Goal of the exercise:
Write the next part of the passage on bimolecular complementation affinity purification, beginning after its final sentence.

Text excerpt:
**********
This article describes a method for detecting and isolating specific interacting proteins using bimolecular complementation affinity purification. The technique involves transfecting mammalian cells with plasmids encoding bait and prey proteins fused to complementary fluorescent protein fragments.
To detect and isolate a pair of specific interacting proteins using bimolecular complementation affinity purification, add a pair of bimolecular fluorescence complementation plasmids-transfection agent mixture into a culture plate containing mammalian cells.
One plasmid encodes one interacting protein — the bait protein — fused to a reporter fluorescent protein fragment. The other plasmid encodes for the other binding protein — the prey protein — fused to the fluorescent protein's complementary fragment.
Incubate. The transfection agent facilitates plasmid cellular uptake. Successfully transfected cells express cell membrane-localized proteins.
The bait-prey proteins' interactions bring the fluorescent protein fragments closer. This causes the fragments to fuse and refold, forming the functional fluorescent protein, whose fluorescence can be visualized under a fluorescence microscope.
Replace the media with a non-ionic detergent-containing lysis buffer to disrupt the cellular membranes, releasing the fusion proteins. Collect the cell lysate in a tube. Centrifuge.
Transfer the fusion protein-containing supernatant into a fresh tube. Add agarose beads conjugated with the fluorescent protein-targeting single-domain antibody, nanobody, which recognizes and binds to a three-dimensional epitope on the folded fluorescent protein.
Centrifuge. Resuspend the fusion protein-bound agarose beads in buffer. Heat to dissociate fusion proteins from the agarose beads. Perform SDS-PAGE to separate individual proteins, followed by western blotting with antibodies specific for the fluorescent protein fragments.
Only interacting proteins tagged with fluorescent fragments are detected, confirming their isolation.
First, seed HEK293T cells in 10-centimeter dishes containing 10 milliliters of DMEM. Then, dilute 2.5 micrograms of each bimolecular fluorescence complementation vector in 500 microliters of transfection buffer.
**********
Excerpted data:
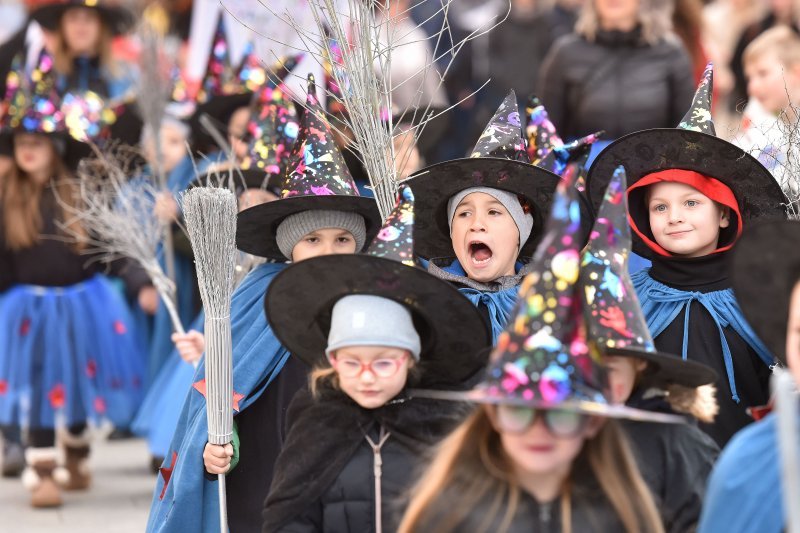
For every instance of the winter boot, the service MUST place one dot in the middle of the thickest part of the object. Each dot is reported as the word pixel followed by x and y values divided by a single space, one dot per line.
pixel 39 477
pixel 76 459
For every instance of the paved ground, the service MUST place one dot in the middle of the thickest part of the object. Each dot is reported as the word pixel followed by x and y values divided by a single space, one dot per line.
pixel 118 501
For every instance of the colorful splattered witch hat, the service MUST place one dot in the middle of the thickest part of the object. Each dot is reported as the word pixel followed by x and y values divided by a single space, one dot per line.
pixel 451 341
pixel 118 19
pixel 615 322
pixel 500 161
pixel 764 270
pixel 545 147
pixel 543 359
pixel 32 105
pixel 690 154
pixel 316 179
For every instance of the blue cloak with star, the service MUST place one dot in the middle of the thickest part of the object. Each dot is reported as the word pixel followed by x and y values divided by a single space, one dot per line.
pixel 184 499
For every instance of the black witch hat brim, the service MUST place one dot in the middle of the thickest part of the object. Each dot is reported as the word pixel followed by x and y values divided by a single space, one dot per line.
pixel 641 153
pixel 300 300
pixel 75 150
pixel 257 227
pixel 669 369
pixel 764 270
pixel 433 187
pixel 119 20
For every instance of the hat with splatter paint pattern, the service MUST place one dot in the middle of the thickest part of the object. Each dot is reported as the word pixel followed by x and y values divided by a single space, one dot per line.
pixel 696 156
pixel 615 322
pixel 452 332
pixel 316 178
pixel 543 358
pixel 500 161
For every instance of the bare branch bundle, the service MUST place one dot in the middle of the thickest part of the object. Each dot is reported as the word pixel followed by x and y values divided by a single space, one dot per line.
pixel 360 41
pixel 117 214
pixel 210 214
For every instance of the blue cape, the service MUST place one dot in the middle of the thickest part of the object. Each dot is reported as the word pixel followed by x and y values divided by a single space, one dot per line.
pixel 744 491
pixel 190 501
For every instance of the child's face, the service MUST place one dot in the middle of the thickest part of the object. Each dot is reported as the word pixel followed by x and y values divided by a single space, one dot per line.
pixel 81 28
pixel 237 130
pixel 538 452
pixel 622 372
pixel 371 375
pixel 684 221
pixel 768 82
pixel 793 334
pixel 326 241
pixel 485 238
pixel 34 155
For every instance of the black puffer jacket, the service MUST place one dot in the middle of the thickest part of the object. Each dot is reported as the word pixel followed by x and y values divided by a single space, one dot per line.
pixel 617 83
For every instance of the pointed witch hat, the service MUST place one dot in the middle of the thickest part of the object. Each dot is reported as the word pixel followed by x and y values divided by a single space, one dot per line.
pixel 615 322
pixel 500 161
pixel 543 359
pixel 451 341
pixel 316 178
pixel 32 105
pixel 545 147
pixel 696 157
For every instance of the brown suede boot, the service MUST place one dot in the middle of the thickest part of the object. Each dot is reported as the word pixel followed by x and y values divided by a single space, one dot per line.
pixel 38 478
pixel 76 460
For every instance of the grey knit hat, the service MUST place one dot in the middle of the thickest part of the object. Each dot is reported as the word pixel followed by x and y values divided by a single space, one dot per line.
pixel 295 226
pixel 366 320
pixel 523 220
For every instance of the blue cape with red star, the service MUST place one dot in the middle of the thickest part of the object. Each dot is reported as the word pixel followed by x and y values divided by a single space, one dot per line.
pixel 184 499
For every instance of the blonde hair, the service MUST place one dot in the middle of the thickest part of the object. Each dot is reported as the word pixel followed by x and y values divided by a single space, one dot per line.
pixel 781 40
pixel 654 17
pixel 471 466
pixel 21 199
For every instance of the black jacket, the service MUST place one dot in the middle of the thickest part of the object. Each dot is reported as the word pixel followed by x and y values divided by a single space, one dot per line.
pixel 324 477
pixel 617 84
pixel 675 461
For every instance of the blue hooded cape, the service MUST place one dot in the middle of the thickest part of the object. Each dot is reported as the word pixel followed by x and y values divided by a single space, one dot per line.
pixel 744 491
pixel 184 499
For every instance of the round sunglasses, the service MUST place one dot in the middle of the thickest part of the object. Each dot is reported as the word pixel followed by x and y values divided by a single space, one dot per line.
pixel 559 422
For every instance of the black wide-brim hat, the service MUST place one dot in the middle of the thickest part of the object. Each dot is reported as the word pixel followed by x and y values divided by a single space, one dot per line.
pixel 433 187
pixel 664 369
pixel 118 19
pixel 300 300
pixel 764 270
pixel 644 152
pixel 257 227
pixel 75 150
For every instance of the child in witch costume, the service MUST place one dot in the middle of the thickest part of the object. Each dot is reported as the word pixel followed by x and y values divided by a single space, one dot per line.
pixel 487 210
pixel 746 492
pixel 319 213
pixel 674 459
pixel 542 452
pixel 371 325
pixel 689 196
pixel 67 350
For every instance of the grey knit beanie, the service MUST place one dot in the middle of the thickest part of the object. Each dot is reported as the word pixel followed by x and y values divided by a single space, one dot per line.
pixel 366 320
pixel 523 220
pixel 295 226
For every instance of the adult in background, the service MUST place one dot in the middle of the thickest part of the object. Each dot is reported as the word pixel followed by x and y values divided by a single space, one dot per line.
pixel 621 71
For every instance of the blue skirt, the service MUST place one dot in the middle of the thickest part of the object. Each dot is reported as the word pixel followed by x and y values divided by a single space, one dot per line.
pixel 68 355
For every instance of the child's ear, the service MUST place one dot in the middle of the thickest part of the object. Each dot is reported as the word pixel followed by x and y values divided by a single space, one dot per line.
pixel 725 217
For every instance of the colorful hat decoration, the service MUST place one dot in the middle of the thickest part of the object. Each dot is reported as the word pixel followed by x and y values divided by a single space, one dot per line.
pixel 499 160
pixel 545 147
pixel 543 359
pixel 615 322
pixel 692 147
pixel 451 343
pixel 118 19
pixel 316 178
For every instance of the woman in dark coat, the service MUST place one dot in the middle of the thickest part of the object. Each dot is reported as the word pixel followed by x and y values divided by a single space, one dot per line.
pixel 622 71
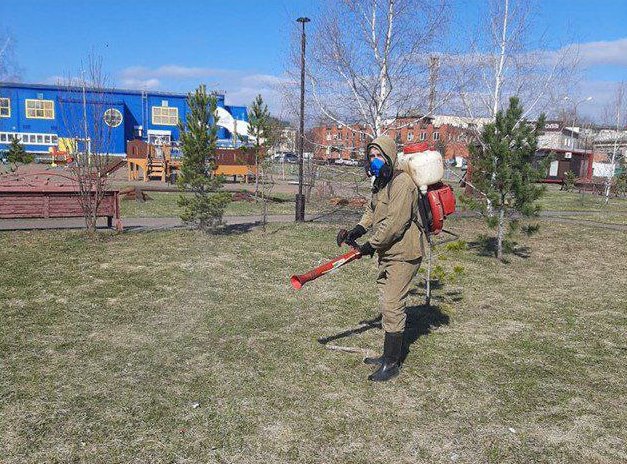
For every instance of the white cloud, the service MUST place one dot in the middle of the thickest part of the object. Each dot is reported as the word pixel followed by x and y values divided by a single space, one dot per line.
pixel 603 52
pixel 240 87
pixel 134 83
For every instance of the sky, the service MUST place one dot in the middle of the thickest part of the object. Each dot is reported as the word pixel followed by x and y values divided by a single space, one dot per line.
pixel 241 47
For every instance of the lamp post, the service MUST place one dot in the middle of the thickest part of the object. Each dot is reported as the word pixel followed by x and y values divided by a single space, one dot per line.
pixel 576 103
pixel 300 198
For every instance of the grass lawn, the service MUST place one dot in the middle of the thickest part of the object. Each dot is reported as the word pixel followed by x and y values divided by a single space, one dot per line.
pixel 557 200
pixel 175 346
pixel 164 204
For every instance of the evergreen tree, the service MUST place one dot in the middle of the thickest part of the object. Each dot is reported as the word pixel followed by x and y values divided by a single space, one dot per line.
pixel 16 154
pixel 503 170
pixel 258 128
pixel 199 135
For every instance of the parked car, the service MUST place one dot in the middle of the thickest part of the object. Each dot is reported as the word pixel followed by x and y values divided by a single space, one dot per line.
pixel 346 162
pixel 290 158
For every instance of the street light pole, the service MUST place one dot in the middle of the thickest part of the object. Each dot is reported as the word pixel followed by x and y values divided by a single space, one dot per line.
pixel 300 198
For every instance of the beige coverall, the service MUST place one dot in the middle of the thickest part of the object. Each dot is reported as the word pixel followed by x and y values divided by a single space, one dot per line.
pixel 396 238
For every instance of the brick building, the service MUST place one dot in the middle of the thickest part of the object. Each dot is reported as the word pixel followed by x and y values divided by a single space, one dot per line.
pixel 448 134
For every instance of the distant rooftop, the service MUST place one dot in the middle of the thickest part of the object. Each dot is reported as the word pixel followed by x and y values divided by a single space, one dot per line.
pixel 107 90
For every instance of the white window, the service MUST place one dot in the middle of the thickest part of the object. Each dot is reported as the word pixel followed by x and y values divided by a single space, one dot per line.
pixel 113 117
pixel 30 139
pixel 165 116
pixel 40 109
pixel 5 108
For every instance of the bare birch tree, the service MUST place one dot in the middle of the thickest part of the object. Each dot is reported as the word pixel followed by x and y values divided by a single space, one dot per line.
pixel 619 114
pixel 504 59
pixel 9 68
pixel 85 106
pixel 368 61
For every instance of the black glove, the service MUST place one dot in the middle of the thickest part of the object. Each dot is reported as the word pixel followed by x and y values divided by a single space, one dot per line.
pixel 349 237
pixel 366 249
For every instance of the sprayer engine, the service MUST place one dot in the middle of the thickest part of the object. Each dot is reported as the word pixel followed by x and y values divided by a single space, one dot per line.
pixel 426 169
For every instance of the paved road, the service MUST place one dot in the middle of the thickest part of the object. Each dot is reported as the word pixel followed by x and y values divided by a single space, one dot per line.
pixel 340 216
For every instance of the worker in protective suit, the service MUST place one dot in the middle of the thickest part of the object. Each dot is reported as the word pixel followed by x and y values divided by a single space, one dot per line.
pixel 392 215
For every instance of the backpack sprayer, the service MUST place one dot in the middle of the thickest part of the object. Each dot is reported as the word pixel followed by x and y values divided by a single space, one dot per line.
pixel 436 202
**********
Reply to the exercise:
Add 10 microliters of the transfection reagent, and vortex the mixture for 10 seconds. Then, briefly centrifuge the samples, and incubate them at room temperature for 10 minutes. Next, add the DNA transfection mixture drop-wise to the dish. Then, incubate the samples for 8 to 24 hours.
Prepare cell lysis buffer and supplemented cell lysis buffer as outlined in the text protocol. Then, wash the cells with ice-cold PBS twice. Aspirate the PBS, and add 1 milliliter of ice-cold supplemented cell lysis buffer.
Next, place the dish on ice, and incubate for five minutes. Then, use a cell scraper to remove the cells and transfer them to a chilled microcentrifuge tube. Centrifuge the tube at 18,000 times gravity for five minutes at 4 degrees Celsius to remove the cellular debris. Then, transfer the clear supernatant to a fresh microcentrifuge tube.
Wash an appropriate volume of agarose beads in 1 milliliter of PBS. Then, centrifuge the beads at 300 times gravity, and carefully remove the supernatant. Next, add 20 microliters of agarose beads to each sample, and incubate at 4 degrees Celsius for two hours with end-to-end rotation.
Centrifuge the beads at 300 times gravity, and wash them in cell lysis buffer three times. Then, resuspend the washed beads in 50 microliters of diluted sample buffer. Finally, heat the samples at 95 degrees Celsius for two to three minutes.